* **Source document**:
TelcoFlow — Customer Churn Prediction Pipeline

An end-to-end machine learning pipeline that predicts customer churn for a telecom provider. Compares Logistic Regression, LightGBM, and XGBoost models with Optuna hyperparameter tuning, SHAP explainability, and data drift detection. Built with FastAPI, containerized with Docker, orchestrated via Make, and automated through GitHub Actions CI/CD.

Problem Statement

Customer churn costs telecom companies billions annually. This project builds a reproducible ML pipeline that ingests raw customer data, validates and cleans it, trains and compares multiple classifiers, generates batch predictions with churn probabilities, and monitors for data drift — all runnable with a single command.

Project Structure

TelcoFlow-CI-CD/
├── .github/workflows/
│   └── ml-pipeline.yml           # CI/CD: validate → train → score → test
├── Dockerfile                    # Multi-stage Docker build
├── Makefile                      # Pipeline orchestration
├── requirements.txt              # Pinned Python dependencies
├── data/
│   └── raw/
│       └── Telco-Customer-Churn.csv
├── notebooks/
│   └── eda.ipynb                 # Exploratory Data Analysis notebook
├── src/
│   ├── __init__.py
│   └── telco_churn/
│       ├── __init__.py
│       ├── validate_and_clean.py # Stage 1: Schema validation & data cleaning
│       ├── train.py              # Stage 2: Multi-model training, Optuna tuning & SHAP
│       ├── batch_score.py        # Stage 3: Batch inference & drift detection
│       └── api.py                # FastAPI real-time prediction endpoint
└── tests/
    ├── __init__.py
    ├── test_pipeline.py          # Integration tests
    └── test_unit.py              # Unit tests

Generated at runtime (gitignored):

├── data/processed/               # Cleaned parquet data
├── artifacts/                    # Timestamped model artifacts
│   └── <timestamp>/
│       ├── model.joblib          # Best model
│       ├── preprocessor.joblib   # Fitted preprocessor
│       ├── train_info.json       # Feature stats & categorical distributions
│       ├── metrics.json          # Best model metrics + SHAP importance
│       ├── model_comparison.json # All models' metrics
│       └── shap_summary.png     # SHAP feature importance plot
├── outputs/                      # Batch predictions (parquet + csv)
└── reports/                      # Drift analysis reports (json)

* **Data listing**:
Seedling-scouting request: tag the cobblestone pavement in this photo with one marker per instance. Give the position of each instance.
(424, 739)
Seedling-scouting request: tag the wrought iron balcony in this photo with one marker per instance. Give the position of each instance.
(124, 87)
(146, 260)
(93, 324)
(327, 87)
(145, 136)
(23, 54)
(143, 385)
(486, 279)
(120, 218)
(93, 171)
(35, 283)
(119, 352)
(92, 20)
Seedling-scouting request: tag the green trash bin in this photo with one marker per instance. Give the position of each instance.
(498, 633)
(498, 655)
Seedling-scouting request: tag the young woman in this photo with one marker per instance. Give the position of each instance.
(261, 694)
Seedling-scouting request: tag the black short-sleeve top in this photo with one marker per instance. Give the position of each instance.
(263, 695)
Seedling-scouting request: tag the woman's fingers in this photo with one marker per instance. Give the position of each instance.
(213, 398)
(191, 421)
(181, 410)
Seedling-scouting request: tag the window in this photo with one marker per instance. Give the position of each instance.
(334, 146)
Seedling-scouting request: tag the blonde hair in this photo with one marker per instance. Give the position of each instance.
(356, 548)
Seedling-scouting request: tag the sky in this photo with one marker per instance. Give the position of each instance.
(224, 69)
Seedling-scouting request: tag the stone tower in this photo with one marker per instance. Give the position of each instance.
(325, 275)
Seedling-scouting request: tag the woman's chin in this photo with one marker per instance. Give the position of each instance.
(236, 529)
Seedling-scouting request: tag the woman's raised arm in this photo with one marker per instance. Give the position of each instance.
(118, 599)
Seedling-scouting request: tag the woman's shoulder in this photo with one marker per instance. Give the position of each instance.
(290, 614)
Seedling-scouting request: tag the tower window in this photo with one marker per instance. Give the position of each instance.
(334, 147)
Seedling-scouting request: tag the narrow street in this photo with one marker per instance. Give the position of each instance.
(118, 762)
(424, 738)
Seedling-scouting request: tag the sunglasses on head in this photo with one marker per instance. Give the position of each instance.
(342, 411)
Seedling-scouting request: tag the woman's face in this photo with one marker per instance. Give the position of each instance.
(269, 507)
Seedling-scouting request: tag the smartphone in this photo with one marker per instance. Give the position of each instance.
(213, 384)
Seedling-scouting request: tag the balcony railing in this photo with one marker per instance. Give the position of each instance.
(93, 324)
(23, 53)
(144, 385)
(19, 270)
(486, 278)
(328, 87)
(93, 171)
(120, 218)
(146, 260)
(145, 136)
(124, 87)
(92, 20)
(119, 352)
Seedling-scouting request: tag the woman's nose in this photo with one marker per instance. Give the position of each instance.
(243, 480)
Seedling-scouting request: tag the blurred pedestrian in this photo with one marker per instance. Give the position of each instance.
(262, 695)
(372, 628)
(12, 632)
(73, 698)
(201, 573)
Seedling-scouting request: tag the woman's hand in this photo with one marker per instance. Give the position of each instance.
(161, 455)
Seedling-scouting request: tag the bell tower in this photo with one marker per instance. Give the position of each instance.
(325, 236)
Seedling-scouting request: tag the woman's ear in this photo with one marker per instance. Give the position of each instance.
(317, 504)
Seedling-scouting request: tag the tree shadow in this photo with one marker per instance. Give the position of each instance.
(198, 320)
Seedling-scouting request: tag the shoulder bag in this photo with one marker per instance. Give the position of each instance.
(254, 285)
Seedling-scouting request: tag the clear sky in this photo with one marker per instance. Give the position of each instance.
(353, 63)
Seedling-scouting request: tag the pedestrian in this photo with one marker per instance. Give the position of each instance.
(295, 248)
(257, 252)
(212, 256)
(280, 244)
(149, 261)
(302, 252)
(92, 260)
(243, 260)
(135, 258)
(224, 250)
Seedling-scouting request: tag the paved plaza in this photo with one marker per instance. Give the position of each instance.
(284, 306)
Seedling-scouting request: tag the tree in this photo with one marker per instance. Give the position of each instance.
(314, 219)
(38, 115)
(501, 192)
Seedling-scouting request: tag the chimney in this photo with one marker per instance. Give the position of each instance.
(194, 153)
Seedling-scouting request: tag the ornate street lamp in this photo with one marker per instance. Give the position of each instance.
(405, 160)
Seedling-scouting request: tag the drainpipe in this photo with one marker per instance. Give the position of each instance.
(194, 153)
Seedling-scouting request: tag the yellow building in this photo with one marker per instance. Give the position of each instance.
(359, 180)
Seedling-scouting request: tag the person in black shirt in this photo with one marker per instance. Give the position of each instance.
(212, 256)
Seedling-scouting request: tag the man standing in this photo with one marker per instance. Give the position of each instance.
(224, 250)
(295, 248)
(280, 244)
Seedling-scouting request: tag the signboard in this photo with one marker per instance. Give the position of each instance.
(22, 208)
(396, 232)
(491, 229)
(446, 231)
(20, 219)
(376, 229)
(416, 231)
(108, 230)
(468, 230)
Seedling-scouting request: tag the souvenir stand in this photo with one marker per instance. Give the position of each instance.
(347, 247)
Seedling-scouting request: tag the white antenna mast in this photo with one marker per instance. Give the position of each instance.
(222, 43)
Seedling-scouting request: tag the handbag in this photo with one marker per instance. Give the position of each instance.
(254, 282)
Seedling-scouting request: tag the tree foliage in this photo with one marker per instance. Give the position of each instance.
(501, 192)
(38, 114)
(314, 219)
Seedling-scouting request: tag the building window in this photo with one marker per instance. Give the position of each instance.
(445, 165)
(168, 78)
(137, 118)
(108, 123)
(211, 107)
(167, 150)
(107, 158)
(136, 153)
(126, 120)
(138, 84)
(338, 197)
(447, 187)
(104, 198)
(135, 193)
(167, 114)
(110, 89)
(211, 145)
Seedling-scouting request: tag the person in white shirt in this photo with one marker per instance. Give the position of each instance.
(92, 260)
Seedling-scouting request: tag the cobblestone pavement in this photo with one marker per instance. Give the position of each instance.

* **Work required**:
Using the TelcoFlow page, answer these:
(a) Which three classifiers does the pipeline compare?
(b) Which source file performs batch inference and drift detection?
(c) In what format are the drift analysis reports stored?

* **Result below**:
(a) Logistic Regression, LightGBM, and XGBoost
(b) batch_score.py
(c) JSON